Исходный отрывок
Обломанная ель стоит около небольшого пня, такого обычного и маленького. Что привлекло к нему медведя? Почему именно этот незначительный пень оказался лучше тех завалов, что были на берегу ручья? Поди угадай и разберись в поведении зверя! У него свои медвежьи планы и расчеты. Теперь, когда мы подошли к обломанной ели на десять шагов, стало совершенно ясно, что Фуфуня зачуял берлогу.
В тот день, когда медведь обломал вершину ели, он также спустил почти все сучки с нее, обкусывая их зубами. Комельки сучьев торчат вокруг ствола, как реденький ершик, а мягкие концы веток медведь использовал на устройство логова. Это «закуси», которые обычно бывают рядом с берлогой. Я вижу, где лежат эти ветки кучей, и мне кажется, там что-то чернеет и даже шевелится. Так ли это? Может быть, просто показалось? Видимо, это побуревшая кора дерева.
— Не зевай, — слышу я шепот лесника и, взглянув на его энергичное, возбужденное лицо, чувствую себя спокойно и уверенно. Да и что волноваться? Все идет по порядку, так обычно и просто. Мы искали медведя и кашли, отступать теперь уже поздно, да и не к лицу охотнику. Сейчас зверь выскочит, и зимний день расцветет яркими красками охотничьих переживаний. Они мелькнут на миг и исчезнут. Но всю жизнь охотник будет помнить эти мгновения, всегда новые и каждый раз чем-то особенные. Их нельзя сравнивать с теми переживаниями, которые испытываешь при стрельбе на берлоге, разысканной ранее, без личного участия.
Нельзя забыть и значение лайки в этой красивейшей охоте из охот, когда только чутье и опыт собаки приводят охотника к желанной цели. Как ловко, умело и осторожно обнаружил пес лежку зверя! Какое послушание у собаки, какое тонкое понимание дела, как все это красиво и увлекательно!
Я стою с ружьем наготове и чувствую, что еще мгновение, и огромный силуэт зверя мелькнет перед глазами, взметнется снег, тишину леса расколют выстрелы, рявкнет медведь и вспыхнут короткие минуты охоты.

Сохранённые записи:

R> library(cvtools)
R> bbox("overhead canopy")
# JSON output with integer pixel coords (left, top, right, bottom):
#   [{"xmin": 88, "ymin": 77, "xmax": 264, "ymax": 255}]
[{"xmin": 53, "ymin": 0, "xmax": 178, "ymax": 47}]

Что сделать
[1] Как медведь распорядился мягкими концами веток, если верить отрывку об охоте на медведя?
[2] Продолжи отрывок об охоте на медведя сразу после его последнего предложения.
Записи — отдельный материал и к отрывку отношения не имеют.

Ответы
[1] Он пустил их на устройство логова.

[2]
Что-то шевельнулось в челе берлоги, и глаз медведя мелькнул в сплетениях корней, глянул и пропал. Вот показался клочок золотистой шерсти зверя и так же быстро пропал. Медведь повернулся на лежке. Он увидел нас и, сжавшись в комок, точно вылетел из берлоги, глухо ухнув.
Два выстрела слились в одном звуке, и медведь сперва остановился, как бы не решаясь бежать далее, а затем завалился набок и нехотя «поехал» в берлогу. Туша его стукнулась о ствол чахлой елочки, сбив с нее кухту. Серебряная пыль снега оседала на шкуре зверя, а он шевелился все тише и тише, точно надолго устраивался на лежку. Еще несколько раз качнулись сучья ели, и все успокоилось.
Неистово лаял Фуфуня, в бессильной злобе грыз гнилой пень ели, стараясь освободиться от цепи. Хозяин берег свою лайку и не спускал ее на берлогу для побудки медведя. Лайка в этот момент может легко попасть под выстрел или в лапы зверя. Лесник потолкал мертвого медведя длинным сучком и только потом спустил собаку с цепи.
— Ну потешься, дурачок, — ласково говорил он и не мешал собаке щипать медведя за шерсть и лаять.
Медведя еще не тронула рука человека, и в глазах собаки это была добыча, принадлежавшая только ей. Медведь оказался большим. Мы с трудом выволокли его из берлоги. Лежал он под корнем вывороченной ели, надежно укрытый от ветра. Подстилка берлоги из еловых сучьев, сильно умятая, местами даже не укрывала землю. Так обычно выглядит берлога гонного медведя устроенная наспех.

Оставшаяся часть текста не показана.